* [Document text]
-.-.-

23

Is there a way to determine the 'uptime' of a process in Windows. Disappointed to find that it is not one of the attributes available when using the Task Manager.

20

You can see this with Process Explorer. In the taskbar menu select View and check Show Process Tree and the Show Lower Pane options. Right click on any column and Select Columns, now click on the Process Performance tab and check the Start Time box.

  • 1
    Hey TiZon. This looks a really useful tool. Thanks – nick May 12 '11 at 10:12
  • Or you can right click, Properties and on Threads tab, there is start time. – Betlista Aug 11 '17 at 8:49
  • In the link, Download section, "Run now from Sysinternals Live", when running, the process tree is not clickable in the view. I have windows 7 enterprise, so maybe it is blocked by my firewall. – user3123159 Jan 17 '18 at 13:37
  • @Betlista, there is no threads tab in Properties – user3123159 Jan 17 '18 at 13:37
  • This answer is outdated. For Process Explorer v16.26, right click the process -> Properties -> Threads tab -> start time is listed below. No need to check Show Process Tree or Show Lower Pane. The Performance tab does not list start time any more. The lower pane isn't used to find the start time. – BurnsBA Jul 22 at 13:14
23

This can be done using Powershell.

Run it as admin and then execute

Get-Process | select name, starttime

You will get a list of all running processes and their start times

Referenced from: http://blogs.technet.com/b/heyscriptingguy/archive/2012/11/18/powertip-use-powershell-to-easily-see-process-start-time.aspx

  • I see values for most of the services but the one I want (w3wp) doesn't have a start time listed. – sirdank Jun 28 at 15:26
4

If you're on a server where you cannot install any external tool, you still can :

  1. Open the task manager
  2. Click on the process tab
  3. Locate your process
  4. Right click on it
  5. Select the Properties option

You can see a "creation date" right there, which should be the creation date of your process. With a simple substraction you can deduce the uptime.

-.-.-

[Excerpts from location labeling data]
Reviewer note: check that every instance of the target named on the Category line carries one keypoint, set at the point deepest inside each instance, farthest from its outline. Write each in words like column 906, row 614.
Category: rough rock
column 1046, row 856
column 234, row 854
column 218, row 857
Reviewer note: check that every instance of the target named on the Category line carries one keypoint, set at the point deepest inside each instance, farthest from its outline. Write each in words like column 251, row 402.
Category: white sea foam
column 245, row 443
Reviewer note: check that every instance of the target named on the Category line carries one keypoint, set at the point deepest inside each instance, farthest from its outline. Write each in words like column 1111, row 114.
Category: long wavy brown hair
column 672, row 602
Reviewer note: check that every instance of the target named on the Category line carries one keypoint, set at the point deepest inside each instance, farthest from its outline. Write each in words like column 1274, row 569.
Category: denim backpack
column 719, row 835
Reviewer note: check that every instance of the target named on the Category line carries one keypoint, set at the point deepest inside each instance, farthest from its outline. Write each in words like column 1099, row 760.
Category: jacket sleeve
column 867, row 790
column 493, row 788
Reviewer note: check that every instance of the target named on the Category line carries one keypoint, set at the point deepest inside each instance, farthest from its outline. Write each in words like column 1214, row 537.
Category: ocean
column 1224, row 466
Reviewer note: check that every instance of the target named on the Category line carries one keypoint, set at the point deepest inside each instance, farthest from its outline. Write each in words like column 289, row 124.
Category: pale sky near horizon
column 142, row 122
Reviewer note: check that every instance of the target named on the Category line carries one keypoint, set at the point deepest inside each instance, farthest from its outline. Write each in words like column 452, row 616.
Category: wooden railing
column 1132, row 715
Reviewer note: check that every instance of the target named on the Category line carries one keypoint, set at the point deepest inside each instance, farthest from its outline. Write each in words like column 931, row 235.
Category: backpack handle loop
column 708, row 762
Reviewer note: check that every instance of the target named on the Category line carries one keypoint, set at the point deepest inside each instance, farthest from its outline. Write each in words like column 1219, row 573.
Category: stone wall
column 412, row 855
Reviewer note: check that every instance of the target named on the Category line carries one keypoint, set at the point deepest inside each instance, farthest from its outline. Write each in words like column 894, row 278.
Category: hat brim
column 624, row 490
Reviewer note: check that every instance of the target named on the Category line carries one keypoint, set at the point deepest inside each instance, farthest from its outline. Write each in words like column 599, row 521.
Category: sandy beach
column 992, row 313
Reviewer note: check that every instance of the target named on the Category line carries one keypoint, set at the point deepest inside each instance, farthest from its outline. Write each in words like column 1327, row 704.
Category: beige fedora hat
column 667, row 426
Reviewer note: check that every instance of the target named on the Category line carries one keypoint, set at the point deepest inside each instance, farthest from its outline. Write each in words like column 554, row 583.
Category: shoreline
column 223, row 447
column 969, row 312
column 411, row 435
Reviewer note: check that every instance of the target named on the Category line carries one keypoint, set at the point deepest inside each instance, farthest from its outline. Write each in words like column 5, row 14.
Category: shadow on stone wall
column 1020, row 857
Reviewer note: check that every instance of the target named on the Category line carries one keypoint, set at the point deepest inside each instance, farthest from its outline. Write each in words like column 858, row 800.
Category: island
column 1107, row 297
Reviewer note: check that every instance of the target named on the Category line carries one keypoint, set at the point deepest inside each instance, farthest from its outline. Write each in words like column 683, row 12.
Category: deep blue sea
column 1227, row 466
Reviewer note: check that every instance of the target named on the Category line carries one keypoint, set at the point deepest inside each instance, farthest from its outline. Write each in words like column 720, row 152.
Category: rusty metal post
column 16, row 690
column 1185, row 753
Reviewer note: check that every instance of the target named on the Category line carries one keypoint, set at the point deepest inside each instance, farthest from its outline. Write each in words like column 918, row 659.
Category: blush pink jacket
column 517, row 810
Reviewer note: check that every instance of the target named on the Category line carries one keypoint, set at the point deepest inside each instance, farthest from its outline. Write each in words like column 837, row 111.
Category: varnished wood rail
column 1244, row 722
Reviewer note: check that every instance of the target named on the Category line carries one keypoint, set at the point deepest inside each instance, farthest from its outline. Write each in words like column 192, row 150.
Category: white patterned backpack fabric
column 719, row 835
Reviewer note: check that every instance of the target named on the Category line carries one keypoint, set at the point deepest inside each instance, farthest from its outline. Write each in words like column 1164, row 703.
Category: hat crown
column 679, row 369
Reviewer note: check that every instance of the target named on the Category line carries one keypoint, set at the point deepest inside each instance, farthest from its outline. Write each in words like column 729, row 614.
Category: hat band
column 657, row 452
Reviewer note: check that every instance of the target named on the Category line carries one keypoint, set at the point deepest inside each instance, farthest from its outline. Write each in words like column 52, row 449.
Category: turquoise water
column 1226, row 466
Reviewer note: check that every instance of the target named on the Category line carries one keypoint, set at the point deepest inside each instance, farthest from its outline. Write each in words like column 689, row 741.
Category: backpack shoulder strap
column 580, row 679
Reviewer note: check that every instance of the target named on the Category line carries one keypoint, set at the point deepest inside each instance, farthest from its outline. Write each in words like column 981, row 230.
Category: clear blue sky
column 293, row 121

-.-.-

* [Directions for this task] Extract the passage from "You can see this" to "Start Time box." in the thread on Windows process uptime. These records come from a separate source.

* [Answer in full]
You can see this with Process Explorer. In the taskbar menu select View and check Show Process Tree and the Show Lower Pane options. Right click on any column and Select Columns, now click on the Process Performance tab and check the Start Time box.